ASSIGNMENT 1> Using the passage on bone meal and BSE, explain in one to three sentences why the disease may have broken out in the UK before other countries.
ASSIGNMENT 2> Write the next part of the passage on bone meal and BSE, picking up after its final sentence about the scrapie prion.

EXCERPTED PASSAGE>
◆ ◆ ◆ ◆ ◆ ◆ ◆

During the second half of the last century, it was very common to feed bone meal (which basically consits of grinded leftovers from slaughtering) to cattle als a protein supplement.It was used as a cheap alternative to the more expensice "vegetarian" protein supplement which is ususally soy beans.
 In 1986 the first animal fell ill to the beforehand completely unknown BSE in the UK. It is nowadays supposed that insufficiently sterilized bone meal caused a transmission of infectious prion proteins to cattle. Usually the bone meal has to be heated before it gets fed to the animals but in the UK these restrictions were lower than in other countries, which may explain why the disease broke out there first. There are also some theories that suggest that the scrapie prion (scrapie is a form of spongiform encephalopathy in sheep and goats) contaminated the bone meal.

◆ ◆ ◆ ◆ ◆ ◆ ◆

GIVEN INFORMATION>
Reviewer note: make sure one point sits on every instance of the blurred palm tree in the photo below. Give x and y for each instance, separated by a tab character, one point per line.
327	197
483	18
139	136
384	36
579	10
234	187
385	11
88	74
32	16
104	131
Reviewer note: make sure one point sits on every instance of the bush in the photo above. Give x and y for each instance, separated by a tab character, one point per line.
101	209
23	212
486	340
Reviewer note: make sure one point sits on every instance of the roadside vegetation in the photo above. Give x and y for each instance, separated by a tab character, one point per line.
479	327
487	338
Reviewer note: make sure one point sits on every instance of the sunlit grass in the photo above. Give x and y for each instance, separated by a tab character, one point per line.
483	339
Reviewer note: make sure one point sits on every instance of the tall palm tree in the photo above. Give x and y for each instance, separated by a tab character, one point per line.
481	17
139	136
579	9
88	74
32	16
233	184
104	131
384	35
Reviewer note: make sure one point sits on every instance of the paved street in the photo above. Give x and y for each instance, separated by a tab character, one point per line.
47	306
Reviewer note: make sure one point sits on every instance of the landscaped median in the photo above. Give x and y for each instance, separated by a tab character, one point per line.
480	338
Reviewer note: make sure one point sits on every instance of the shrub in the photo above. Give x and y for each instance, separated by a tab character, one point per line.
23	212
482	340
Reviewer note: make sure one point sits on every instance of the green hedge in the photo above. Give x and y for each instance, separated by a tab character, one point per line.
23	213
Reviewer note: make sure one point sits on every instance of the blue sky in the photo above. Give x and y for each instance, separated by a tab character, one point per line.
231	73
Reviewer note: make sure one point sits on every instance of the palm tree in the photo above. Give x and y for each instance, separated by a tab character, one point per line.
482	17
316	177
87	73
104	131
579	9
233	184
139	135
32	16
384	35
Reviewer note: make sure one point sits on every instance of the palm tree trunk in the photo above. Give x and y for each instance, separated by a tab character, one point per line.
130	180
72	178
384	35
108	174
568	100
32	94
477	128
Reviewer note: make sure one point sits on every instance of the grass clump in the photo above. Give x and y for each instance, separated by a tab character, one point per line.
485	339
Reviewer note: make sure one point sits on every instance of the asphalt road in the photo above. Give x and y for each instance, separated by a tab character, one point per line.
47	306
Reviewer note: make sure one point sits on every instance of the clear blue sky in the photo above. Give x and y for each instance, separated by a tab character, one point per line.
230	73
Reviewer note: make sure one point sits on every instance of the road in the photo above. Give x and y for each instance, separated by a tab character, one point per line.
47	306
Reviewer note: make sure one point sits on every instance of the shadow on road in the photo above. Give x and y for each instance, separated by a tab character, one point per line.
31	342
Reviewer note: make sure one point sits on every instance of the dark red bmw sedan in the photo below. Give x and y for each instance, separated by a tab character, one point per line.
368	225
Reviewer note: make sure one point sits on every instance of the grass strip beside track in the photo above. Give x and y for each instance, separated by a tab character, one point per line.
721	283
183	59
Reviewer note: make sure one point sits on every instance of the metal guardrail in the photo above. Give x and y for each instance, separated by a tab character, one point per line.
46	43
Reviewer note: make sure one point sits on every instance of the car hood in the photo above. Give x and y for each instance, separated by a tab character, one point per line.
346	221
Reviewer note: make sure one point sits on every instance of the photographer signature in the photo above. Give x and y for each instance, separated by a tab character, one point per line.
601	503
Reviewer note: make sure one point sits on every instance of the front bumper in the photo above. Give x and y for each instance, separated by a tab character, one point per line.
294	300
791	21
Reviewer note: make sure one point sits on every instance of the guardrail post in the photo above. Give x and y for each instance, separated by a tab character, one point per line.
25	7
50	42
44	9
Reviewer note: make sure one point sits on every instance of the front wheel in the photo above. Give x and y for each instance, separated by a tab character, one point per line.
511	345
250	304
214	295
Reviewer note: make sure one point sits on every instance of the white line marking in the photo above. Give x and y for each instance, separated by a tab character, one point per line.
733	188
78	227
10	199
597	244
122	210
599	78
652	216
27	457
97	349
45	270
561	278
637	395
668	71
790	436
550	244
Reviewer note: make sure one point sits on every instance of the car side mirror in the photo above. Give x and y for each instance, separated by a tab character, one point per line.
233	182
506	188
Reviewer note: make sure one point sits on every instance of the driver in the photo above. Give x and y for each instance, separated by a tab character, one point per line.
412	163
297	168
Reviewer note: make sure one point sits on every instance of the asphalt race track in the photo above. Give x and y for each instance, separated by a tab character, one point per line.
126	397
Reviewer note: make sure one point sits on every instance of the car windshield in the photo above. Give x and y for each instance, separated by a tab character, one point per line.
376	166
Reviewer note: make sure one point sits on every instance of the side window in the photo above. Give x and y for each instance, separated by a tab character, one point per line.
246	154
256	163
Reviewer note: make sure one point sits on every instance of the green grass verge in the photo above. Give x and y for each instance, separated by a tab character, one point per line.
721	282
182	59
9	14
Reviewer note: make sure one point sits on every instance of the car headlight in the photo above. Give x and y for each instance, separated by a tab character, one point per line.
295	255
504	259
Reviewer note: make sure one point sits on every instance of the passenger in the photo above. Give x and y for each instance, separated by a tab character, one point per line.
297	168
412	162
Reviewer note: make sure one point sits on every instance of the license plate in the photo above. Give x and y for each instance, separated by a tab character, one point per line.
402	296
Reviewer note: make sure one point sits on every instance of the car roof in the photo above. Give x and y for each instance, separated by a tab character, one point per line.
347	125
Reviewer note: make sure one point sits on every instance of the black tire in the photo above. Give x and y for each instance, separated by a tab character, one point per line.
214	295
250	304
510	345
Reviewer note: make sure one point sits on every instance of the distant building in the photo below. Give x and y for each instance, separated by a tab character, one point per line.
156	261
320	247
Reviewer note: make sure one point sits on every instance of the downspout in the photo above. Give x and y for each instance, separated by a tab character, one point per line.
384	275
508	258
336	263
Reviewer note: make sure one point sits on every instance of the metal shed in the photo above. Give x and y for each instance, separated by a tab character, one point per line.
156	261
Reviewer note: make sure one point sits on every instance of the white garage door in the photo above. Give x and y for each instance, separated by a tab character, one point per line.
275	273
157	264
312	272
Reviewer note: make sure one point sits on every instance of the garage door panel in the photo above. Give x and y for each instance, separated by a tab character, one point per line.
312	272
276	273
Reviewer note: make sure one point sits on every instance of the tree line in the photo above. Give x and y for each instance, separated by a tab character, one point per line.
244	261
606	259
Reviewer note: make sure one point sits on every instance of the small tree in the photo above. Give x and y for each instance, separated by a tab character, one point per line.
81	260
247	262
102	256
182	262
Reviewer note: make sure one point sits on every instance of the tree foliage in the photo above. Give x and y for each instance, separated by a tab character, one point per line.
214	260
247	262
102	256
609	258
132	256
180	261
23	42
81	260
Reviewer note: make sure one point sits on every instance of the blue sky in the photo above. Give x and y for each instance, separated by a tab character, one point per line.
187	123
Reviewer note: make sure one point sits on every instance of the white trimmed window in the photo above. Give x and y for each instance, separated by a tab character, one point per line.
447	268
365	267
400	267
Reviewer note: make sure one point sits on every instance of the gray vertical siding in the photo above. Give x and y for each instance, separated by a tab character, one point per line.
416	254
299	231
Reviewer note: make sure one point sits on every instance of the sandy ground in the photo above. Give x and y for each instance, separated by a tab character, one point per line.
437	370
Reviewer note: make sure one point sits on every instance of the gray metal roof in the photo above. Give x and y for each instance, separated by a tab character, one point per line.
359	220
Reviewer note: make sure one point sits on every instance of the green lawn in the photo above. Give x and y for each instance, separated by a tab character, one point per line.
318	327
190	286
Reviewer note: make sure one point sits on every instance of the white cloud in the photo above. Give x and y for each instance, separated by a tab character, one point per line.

◆ ◆ ◆ ◆ ◆ ◆ ◆

EXERCISE OUTPUT 1> In the UK, the restrictions on heating bone meal before feeding it to animals were lower than in other countries. Because insufficiently sterilized bone meal is supposed to have transmitted infectious prion proteins to cattle, those lower restrictions may explain why BSE appeared there first.

EXERCISE OUTPUT 2>
So anyway, there were more and more cases of BSE in the UK, and many animals had to preventively slaughtered and burned to avoid further spread of the disease. However, over the time a new disease developed in humans, which, in retrospective, was probably caused by the consumption of contaminated beef.
This new disease in humans was called variant Creutzfeld-Jacob-Disease or vCJD due to its striking resemblance to the Creutzfeld-Jacob-Disease that was for a long time known in elderly people. But the new, vCJD also occured in young people (around 30 years).
This shows that prion-diseases are not specific to a certain host - transmission between different species is possible. The actual nature of a prion would explain this quite well - since it is an infectious agent that is nothing like a bacterium or virus, without any genetic material, it may be hazardous to any host as long as there are other proteins in this host that can be changed to their wrong conformation.

The crazy thing about this is that there also seems to be some genetic influence on how these diseases develop.
Certain genes were associated with prion diseases such as CJD in humans but also scrapie in sheep. However, there were secluded groups of sheep found in New Zealand, which had the mutation for scrapie (which basically means that they were 100% likely to express the faulty protein) BUT they did not show any symptoms of the disease!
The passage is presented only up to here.